— start INPUT RECORDS —

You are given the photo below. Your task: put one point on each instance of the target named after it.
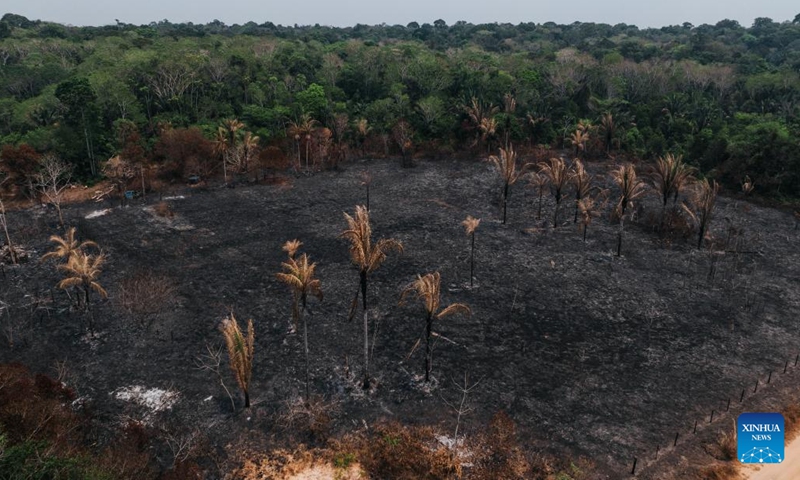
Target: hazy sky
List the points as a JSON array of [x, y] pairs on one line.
[[644, 13]]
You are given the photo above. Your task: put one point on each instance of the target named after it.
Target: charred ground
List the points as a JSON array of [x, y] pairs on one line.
[[592, 355]]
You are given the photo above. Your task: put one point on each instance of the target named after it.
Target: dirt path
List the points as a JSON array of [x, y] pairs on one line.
[[788, 470]]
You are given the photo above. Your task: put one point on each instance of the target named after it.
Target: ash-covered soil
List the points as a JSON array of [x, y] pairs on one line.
[[591, 354]]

— end INPUT RECORDS —

_DO THIS:_ Reproduce every line of the listing word for word, leaving out the pictures.

_SOLUTION FOR THIS EXERCISE:_
You are given the photo below. Your task: put one point on each instance of the target named after it.
Target: hazy sky
List the points as a JSON array of [x, y] pairs on one line.
[[644, 13]]
You are given the photo above. Your task: put one point on each instance of the target named after it.
Target: charred ground
List the points as a JSON array of [x, y] pairs on one line.
[[592, 355]]
You are given the photo above. Your task: put one point on each instance of the target named after it.
Target: dirt path
List the points as a JSON array of [x, y] pairs on one line.
[[788, 470]]
You are given the photo above. Your task: put one point on each instance of the target named after it.
Target: ash-covered soil
List the points as a JSON array of [x, y] pairs on one line.
[[591, 354]]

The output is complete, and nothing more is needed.